§ Task brief: Reproduce the listing below with every occurrence of "disc" swapped for "circle", keeping all other text unchanged. Omit the pictures from your answer.

§ Listed entries:
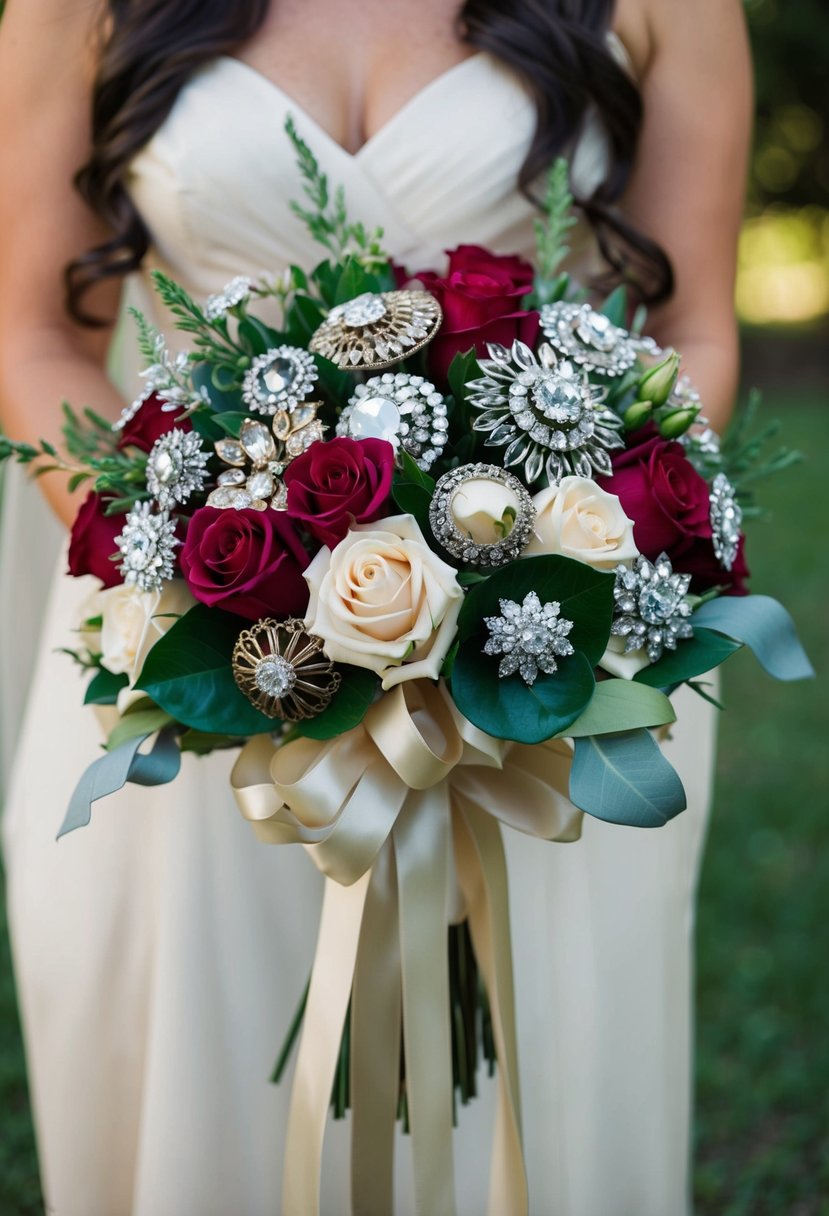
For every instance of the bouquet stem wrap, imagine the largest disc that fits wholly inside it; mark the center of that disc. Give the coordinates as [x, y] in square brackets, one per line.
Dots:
[400, 814]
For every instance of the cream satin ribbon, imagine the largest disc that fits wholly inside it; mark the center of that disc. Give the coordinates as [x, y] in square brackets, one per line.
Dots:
[398, 814]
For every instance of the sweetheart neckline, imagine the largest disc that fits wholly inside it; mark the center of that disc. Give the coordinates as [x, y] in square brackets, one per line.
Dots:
[383, 130]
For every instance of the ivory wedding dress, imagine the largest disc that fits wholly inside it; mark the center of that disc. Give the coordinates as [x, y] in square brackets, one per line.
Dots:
[161, 951]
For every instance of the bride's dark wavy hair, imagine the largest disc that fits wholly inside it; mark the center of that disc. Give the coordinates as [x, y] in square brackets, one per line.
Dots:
[558, 48]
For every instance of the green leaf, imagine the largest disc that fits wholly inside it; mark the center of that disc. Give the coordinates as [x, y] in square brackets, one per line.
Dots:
[622, 705]
[693, 657]
[348, 707]
[615, 307]
[625, 778]
[140, 724]
[585, 596]
[189, 674]
[103, 687]
[512, 709]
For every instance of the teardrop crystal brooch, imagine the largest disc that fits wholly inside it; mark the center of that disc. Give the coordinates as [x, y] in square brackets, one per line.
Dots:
[530, 636]
[282, 670]
[176, 467]
[591, 339]
[518, 528]
[377, 330]
[547, 414]
[147, 545]
[259, 457]
[278, 380]
[652, 607]
[726, 521]
[407, 411]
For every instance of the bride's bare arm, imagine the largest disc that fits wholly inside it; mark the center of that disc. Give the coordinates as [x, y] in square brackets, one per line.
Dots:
[45, 78]
[688, 184]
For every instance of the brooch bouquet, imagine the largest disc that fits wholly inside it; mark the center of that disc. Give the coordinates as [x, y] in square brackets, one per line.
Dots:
[433, 551]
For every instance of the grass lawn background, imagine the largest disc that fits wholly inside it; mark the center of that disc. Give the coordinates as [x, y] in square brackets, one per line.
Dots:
[762, 1114]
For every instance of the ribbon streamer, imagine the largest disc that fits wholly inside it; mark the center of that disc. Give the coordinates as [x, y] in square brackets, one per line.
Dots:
[398, 814]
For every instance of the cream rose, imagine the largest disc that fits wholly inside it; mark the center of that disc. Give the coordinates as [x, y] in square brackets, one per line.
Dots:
[581, 521]
[484, 510]
[131, 623]
[382, 600]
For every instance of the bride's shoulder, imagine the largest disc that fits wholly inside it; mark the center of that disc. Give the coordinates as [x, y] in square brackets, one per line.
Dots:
[706, 34]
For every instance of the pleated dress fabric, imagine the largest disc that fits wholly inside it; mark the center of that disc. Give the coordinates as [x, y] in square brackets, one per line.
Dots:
[161, 952]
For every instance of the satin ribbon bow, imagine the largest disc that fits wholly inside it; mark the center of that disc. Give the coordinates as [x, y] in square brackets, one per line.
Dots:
[402, 815]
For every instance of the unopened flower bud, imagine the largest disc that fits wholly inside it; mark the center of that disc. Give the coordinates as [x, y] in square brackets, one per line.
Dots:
[658, 384]
[636, 415]
[676, 423]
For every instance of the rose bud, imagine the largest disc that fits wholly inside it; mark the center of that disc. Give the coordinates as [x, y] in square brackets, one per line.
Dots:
[636, 415]
[677, 422]
[658, 384]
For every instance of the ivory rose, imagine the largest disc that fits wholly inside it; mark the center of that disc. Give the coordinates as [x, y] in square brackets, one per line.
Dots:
[484, 510]
[581, 521]
[131, 623]
[382, 600]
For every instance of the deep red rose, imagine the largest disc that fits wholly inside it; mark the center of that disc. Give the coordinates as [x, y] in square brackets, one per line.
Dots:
[92, 541]
[479, 296]
[150, 423]
[699, 559]
[337, 483]
[248, 562]
[664, 495]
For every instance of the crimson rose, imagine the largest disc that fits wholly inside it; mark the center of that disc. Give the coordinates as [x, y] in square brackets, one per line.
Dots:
[247, 562]
[338, 483]
[479, 296]
[664, 495]
[92, 541]
[150, 423]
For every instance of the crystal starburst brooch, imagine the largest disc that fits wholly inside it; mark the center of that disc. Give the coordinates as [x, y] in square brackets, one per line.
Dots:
[282, 670]
[278, 380]
[591, 339]
[377, 330]
[147, 545]
[530, 636]
[259, 457]
[407, 411]
[726, 521]
[176, 467]
[652, 607]
[546, 412]
[518, 524]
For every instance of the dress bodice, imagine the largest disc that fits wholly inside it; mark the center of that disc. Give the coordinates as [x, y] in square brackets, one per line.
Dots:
[215, 181]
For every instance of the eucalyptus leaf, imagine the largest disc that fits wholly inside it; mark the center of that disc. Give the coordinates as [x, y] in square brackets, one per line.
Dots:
[348, 705]
[189, 674]
[622, 705]
[625, 778]
[765, 626]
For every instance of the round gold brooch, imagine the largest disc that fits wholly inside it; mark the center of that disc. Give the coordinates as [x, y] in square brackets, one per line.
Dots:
[282, 670]
[377, 330]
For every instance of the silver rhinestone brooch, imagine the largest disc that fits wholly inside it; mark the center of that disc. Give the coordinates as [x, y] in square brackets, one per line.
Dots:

§ Finished answer:
For every instance of the bouquet stem wrap, imagine the largest circle that fits wholly inside it; mark the center of that circle. Give the coordinates as [x, y] in square brackets, one per line.
Dots:
[400, 814]
For every instance of the cream satin ribbon, imagine the largest circle that fits wholly inside it; mark the center of that circle. Give the coordinates as [x, y] in square brackets, one per line.
Dots:
[398, 814]
For every instance of the sweetheart neckline, imagine the largest circle that fits wholly inside it; mark the center of that circle. Give the coordinates as [x, y] in square brackets, one per line.
Dots:
[383, 130]
For every instance of the ivory wedding dress, imagine the largest circle that fits wholly inside it; mark the center of that circle. Give the coordinates as [x, y] in square brackets, one per line.
Dots:
[161, 951]
For every instance of the bride's dark wavy hair, imagine the largest circle that fits wholly inside it; mark the center of that circle. Give the coordinates as [x, y] in square brackets, one per line.
Dots:
[558, 48]
For every instance of the green leaf, imagine the largest circle that fits wholly inside it; mark the center of that circle. Give the coordinates as [x, y] in square brackets, one per line.
Dots:
[622, 705]
[693, 657]
[348, 707]
[615, 307]
[625, 778]
[140, 724]
[585, 596]
[189, 674]
[103, 687]
[512, 709]
For every instance of the teardrop crystal brooch, imagine the largest circle that fits wholly inside it; mark the center of that circle. Give the coordinates as [x, y] in square brackets, one per line.
Dots:
[530, 636]
[282, 670]
[176, 467]
[591, 339]
[518, 528]
[377, 330]
[547, 414]
[147, 545]
[259, 457]
[278, 380]
[652, 607]
[726, 521]
[407, 411]
For every instance of the bride's bare arm, imagine the largest circle that fits wholly inside it; mark the center of that circle. Give the coordinates as [x, y] in square brackets, one per line.
Dots:
[45, 78]
[688, 184]
For every instance of the brooch bouquet, imagine the largest circle that fits wholly inside it; mark the center of that circle. Give the coordinates as [x, y] in square brackets, one per line.
Dots:
[433, 551]
For every instance of the grass lawn background, imagine the largest circle that fits wholly inside it; mark the center of that circle. Give the coordinates as [x, y] in square brackets, one per line.
Dots:
[762, 1114]
For every instance of the ribbon streamer, imagine the largest circle that fits wholly inside it; mark the center of that circle. Give the coordinates as [x, y] in square brackets, one per line.
Dots:
[398, 814]
For every instance of the cream rose, imagine the largest circle that fits wholly inside it; mark the center of that circle. Give the coordinates as [x, y] in square brackets, one per line.
Dots:
[581, 521]
[484, 510]
[131, 623]
[382, 600]
For every instance of the bride's shoulder, imagine the largest circle that fits wholly inside it; mark the center of that circle. Give the coordinates as [x, y] in square brackets, one per line.
Dots:
[706, 34]
For every instance of the pleated dress fabric, imagine the largest circle that fits wholly inside it; mark the center of that circle. Give the coordinates as [x, y] in square brackets, one per line.
Dots:
[161, 952]
For every instance of the satin ribbon bow, imagine the largest circle that fits wholly inside it; mark the center of that circle. Give the coordinates as [x, y] in square brackets, one per line.
Dots:
[402, 815]
For every instance of the unopened flower bud, imagine the largest circle that fits wholly inside it; mark the center of that circle. Give the coordinates as [x, y] in square brackets, one per line.
Dots:
[658, 384]
[636, 415]
[676, 423]
For every instance of the rose bud, imagine the largest circle that fits wholly inside it; mark the center of that circle. Give the coordinates as [x, y] in square brackets, one per line.
Dots:
[636, 415]
[677, 422]
[658, 384]
For every instance of the ivory rose, imagine the largest circle that fits wholly inside it; mark the center of that circle. Give the coordinates as [x, y] in square brackets, one per line.
Dots:
[484, 510]
[581, 521]
[131, 623]
[382, 600]
For every instance of the deep red rose, imagine the largest circle that fits wholly inside it; mark the center of that circle. Give the coordinates as [x, y] in square brackets, one per line.
Dots:
[92, 541]
[479, 296]
[150, 423]
[699, 559]
[337, 483]
[248, 562]
[664, 495]
For every instance of the crimson rose, imagine the largest circle that fits wholly inside it; mark the center of that circle. Give the coordinates as [x, y] in square brackets, one per line.
Dots:
[247, 562]
[338, 483]
[479, 296]
[664, 495]
[92, 541]
[150, 423]
For every instance of the crystal starburst brooch, imagine the largest circle that fits wholly inside it; mark the center of that circle. Give the coordinates as [x, y] in square brackets, one per line.
Dots:
[282, 670]
[278, 380]
[591, 339]
[377, 330]
[147, 545]
[530, 636]
[259, 457]
[407, 411]
[726, 521]
[176, 467]
[652, 607]
[546, 412]
[518, 524]
For every instance of the dress bodice, imagine the largest circle that fits wholly inside it; mark the center of that circle. Give the coordinates as [x, y] in square brackets, one per line.
Dots:
[215, 181]
For every instance of the eucalyptus leaf, imagine the largest circle that fits wholly inside it; mark the center of that circle. Give the coordinates as [x, y] in square brackets, one per line.
Dots:
[348, 705]
[189, 674]
[622, 705]
[625, 778]
[765, 626]
For every instance of the round gold brooch, imagine the largest circle that fits wholly inside it; mark the center of that circle. Give the coordinates as [x, y] in square brackets, one per line.
Dots:
[282, 670]
[377, 330]
For every instance of the silver rhinestone brooch, imagine the largest circle that fits wholly inside it; mark the center of that circle. Give the coordinates as [x, y] in square brackets, one per line.
Dots:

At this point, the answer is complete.